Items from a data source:
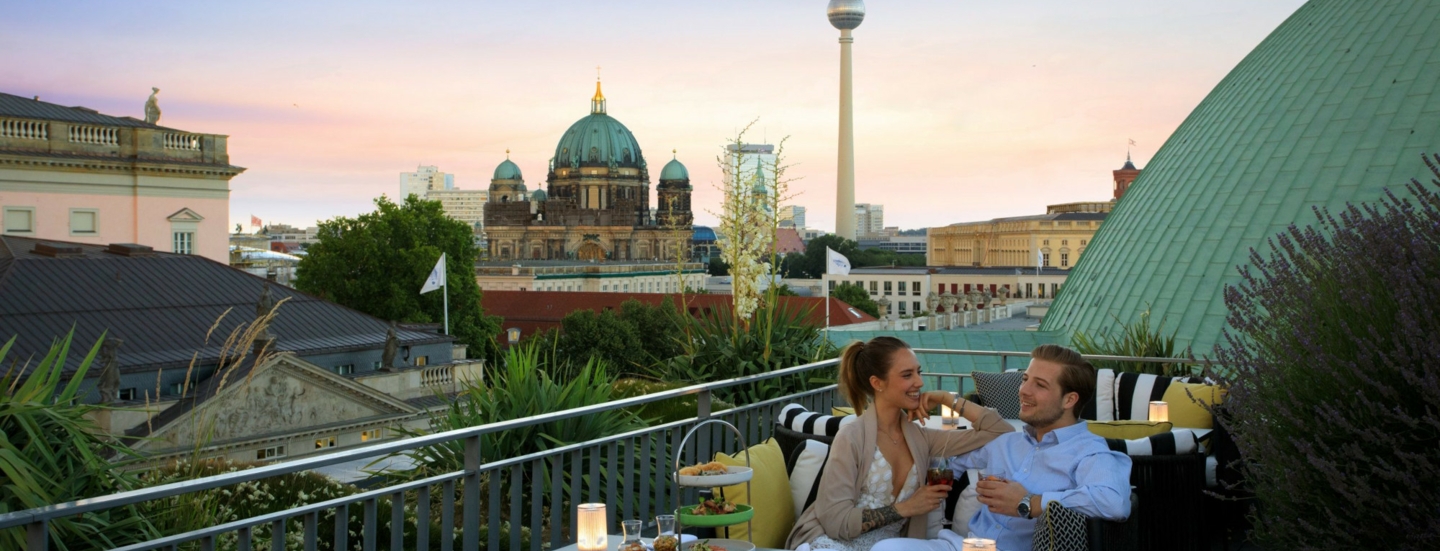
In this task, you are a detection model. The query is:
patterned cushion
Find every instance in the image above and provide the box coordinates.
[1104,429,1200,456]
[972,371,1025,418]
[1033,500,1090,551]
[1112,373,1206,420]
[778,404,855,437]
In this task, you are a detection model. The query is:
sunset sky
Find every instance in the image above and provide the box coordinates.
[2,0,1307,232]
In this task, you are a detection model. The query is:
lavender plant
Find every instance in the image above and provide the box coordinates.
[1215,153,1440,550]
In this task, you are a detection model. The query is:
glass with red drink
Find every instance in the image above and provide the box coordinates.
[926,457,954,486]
* * *
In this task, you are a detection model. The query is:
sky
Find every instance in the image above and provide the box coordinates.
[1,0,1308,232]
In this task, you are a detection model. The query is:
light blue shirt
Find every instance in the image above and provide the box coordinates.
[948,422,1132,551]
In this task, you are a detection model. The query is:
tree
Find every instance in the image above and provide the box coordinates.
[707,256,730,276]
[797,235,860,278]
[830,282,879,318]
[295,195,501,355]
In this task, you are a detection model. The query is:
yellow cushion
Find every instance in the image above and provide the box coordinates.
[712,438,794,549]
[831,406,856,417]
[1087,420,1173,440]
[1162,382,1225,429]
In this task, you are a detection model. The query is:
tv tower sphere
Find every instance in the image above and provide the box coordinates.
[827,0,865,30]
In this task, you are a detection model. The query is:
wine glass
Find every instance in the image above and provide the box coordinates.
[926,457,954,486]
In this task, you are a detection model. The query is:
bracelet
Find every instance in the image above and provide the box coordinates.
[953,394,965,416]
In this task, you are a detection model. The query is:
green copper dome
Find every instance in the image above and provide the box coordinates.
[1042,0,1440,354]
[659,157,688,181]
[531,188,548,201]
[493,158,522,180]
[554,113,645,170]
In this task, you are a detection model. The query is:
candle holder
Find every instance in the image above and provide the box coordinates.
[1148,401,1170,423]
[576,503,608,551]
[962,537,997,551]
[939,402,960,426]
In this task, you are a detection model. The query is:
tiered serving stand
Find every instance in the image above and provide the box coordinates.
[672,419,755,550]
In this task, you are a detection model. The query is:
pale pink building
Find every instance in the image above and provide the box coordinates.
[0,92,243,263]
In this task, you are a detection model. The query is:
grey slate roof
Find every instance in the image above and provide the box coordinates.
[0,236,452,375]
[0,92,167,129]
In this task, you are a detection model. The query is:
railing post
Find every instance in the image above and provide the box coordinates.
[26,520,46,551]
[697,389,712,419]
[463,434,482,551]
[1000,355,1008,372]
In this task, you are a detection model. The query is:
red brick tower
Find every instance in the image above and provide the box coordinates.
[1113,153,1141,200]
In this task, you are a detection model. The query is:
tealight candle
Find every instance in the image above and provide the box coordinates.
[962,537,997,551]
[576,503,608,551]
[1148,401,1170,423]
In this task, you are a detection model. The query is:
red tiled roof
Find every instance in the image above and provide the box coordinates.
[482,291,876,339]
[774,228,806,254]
* * *
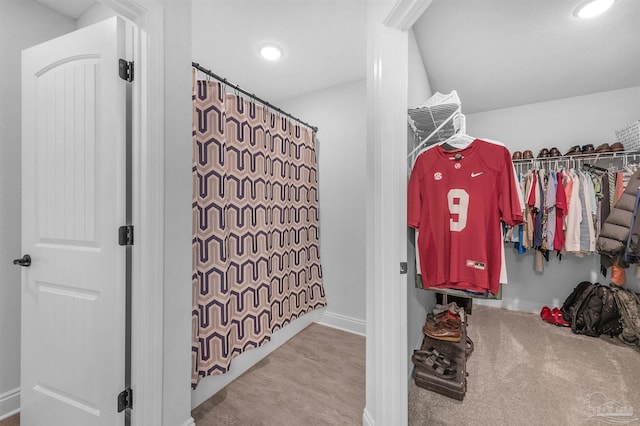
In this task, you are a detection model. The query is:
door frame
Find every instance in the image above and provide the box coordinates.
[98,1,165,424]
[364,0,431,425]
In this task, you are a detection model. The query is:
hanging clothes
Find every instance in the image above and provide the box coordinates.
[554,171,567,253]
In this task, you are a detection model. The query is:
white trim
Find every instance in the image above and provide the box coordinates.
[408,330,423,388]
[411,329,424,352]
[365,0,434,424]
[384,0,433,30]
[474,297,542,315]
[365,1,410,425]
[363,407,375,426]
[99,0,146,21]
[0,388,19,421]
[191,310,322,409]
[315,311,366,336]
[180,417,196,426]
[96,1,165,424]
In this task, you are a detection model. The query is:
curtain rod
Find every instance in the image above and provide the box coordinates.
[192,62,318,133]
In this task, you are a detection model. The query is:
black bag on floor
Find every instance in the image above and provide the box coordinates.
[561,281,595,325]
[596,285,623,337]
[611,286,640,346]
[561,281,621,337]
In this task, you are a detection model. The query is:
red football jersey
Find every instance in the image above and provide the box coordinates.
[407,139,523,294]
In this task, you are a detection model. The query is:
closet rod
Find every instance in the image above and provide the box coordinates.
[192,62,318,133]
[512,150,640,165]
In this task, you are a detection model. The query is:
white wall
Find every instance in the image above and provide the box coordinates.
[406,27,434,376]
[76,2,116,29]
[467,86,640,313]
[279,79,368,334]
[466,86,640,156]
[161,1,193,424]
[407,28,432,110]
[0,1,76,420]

THE TASK - Take the stretch of lines above from the one containing "light blue shirt" through the one containing "tv tower sphere" and repeat it exactly, adding no other line.

TASK RESULT -
light blue shirt
Find every instance in the image above and provide the box coordinates.
[948,422,1132,551]
In this task, you are a detection model. The query is:
tree
Find every instance in the image above and provide the box coordinates.
[707,256,730,276]
[797,235,860,278]
[830,282,879,318]
[295,195,501,355]
In this task, you are a detection model. The query is:
yellow cushion
Find every instance in the image above and provide the box coordinates.
[712,438,794,549]
[831,406,856,417]
[1087,420,1173,440]
[1162,382,1225,429]
In this task, you are a detection model. The query is:
tv tower sphere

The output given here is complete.